Your instructions: Every record that follows should be printed verbatim.

Data:
────

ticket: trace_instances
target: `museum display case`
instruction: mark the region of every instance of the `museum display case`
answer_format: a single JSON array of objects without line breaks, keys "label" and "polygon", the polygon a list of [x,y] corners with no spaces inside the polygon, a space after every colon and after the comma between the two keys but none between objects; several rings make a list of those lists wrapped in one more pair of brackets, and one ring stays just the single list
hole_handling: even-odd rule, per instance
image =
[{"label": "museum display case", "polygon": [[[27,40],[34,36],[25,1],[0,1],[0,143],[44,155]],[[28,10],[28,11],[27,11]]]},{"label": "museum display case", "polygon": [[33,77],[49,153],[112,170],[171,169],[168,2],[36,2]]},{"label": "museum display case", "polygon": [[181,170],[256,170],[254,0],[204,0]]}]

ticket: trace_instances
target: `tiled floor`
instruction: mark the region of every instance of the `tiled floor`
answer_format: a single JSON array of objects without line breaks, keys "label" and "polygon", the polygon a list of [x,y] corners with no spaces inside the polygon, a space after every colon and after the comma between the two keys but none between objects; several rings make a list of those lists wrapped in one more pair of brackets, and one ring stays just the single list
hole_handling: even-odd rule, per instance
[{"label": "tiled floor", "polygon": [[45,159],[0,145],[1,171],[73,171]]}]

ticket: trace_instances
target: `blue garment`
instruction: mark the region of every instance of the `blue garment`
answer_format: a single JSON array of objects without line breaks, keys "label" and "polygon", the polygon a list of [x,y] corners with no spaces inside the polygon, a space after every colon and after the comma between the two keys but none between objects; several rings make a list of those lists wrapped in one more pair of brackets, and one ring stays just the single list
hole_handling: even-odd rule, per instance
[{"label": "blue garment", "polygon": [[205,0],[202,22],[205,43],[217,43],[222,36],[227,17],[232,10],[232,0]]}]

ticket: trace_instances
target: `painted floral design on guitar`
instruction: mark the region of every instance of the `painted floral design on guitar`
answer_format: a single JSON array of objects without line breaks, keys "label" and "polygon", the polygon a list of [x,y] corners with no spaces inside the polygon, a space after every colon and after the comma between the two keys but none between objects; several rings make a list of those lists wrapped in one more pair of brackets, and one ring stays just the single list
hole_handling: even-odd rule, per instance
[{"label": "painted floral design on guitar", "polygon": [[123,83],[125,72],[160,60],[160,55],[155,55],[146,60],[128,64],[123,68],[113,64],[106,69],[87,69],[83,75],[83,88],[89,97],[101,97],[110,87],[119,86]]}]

────

Worked answer:
ticket: trace_instances
target: `museum display case`
instruction: mark the region of every instance of the `museum display case`
answer_format: a single JSON array of objects without line breaks, keys "label" and "polygon", the polygon a list of [x,y] corners with no spaces inside the polygon, a space after every colon and after the comma between the two keys but none between objects; several rings make a list of those lists wrapped in one more pair of brackets, and one ring stays just the single list
hole_handling: even-odd rule, per instance
image =
[{"label": "museum display case", "polygon": [[[27,40],[34,36],[25,1],[0,1],[0,143],[44,155]],[[28,10],[28,11],[27,11]]]},{"label": "museum display case", "polygon": [[33,77],[49,153],[112,170],[171,169],[168,2],[36,2]]},{"label": "museum display case", "polygon": [[181,170],[256,170],[254,0],[204,0]]}]

ticket: trace_instances
target: `tiled floor`
instruction: mark the region of every instance of the `tiled floor`
answer_format: a single JSON array of objects without line breaks, keys "label" and "polygon", the polygon a list of [x,y] corners with no spaces inside the polygon, a space after every colon and after the comma between the two keys but none between objects; several rings make a list of those lists wrapped in one more pair of brackets, and one ring stays just the single list
hole_handling: even-odd rule, per instance
[{"label": "tiled floor", "polygon": [[45,159],[0,145],[1,171],[73,171]]}]

ticket: trace_instances
target: `blue garment`
instruction: mark the region of every instance of the `blue garment`
answer_format: a single JSON array of objects without line breaks, keys "label" and "polygon", the polygon a list of [x,y] corners with no spaces inside the polygon, a space after every colon and after the comma between the two keys but none between objects; several rings make a list of those lists wrapped in one more pair of brackets, and one ring stays just the single list
hole_handling: even-odd rule, per instance
[{"label": "blue garment", "polygon": [[205,0],[202,22],[205,43],[217,43],[222,36],[227,17],[232,10],[232,0]]}]

ticket: trace_instances
target: `painted floral design on guitar`
instruction: mark the region of every instance of the `painted floral design on guitar`
answer_format: a single JSON array of objects without line breaks, keys "label" and "polygon", the polygon a list of [x,y] corners with no spaces inside the polygon, a space after every colon and after the comma between the two keys but none between objects; several rings make a list of those lists wrapped in one more pair of brackets, and one ring stays just the single list
hole_handling: even-odd rule, per instance
[{"label": "painted floral design on guitar", "polygon": [[123,83],[125,72],[160,60],[160,55],[155,55],[146,60],[128,64],[123,68],[113,64],[106,69],[87,69],[83,75],[83,88],[89,97],[101,97],[110,87],[119,86]]}]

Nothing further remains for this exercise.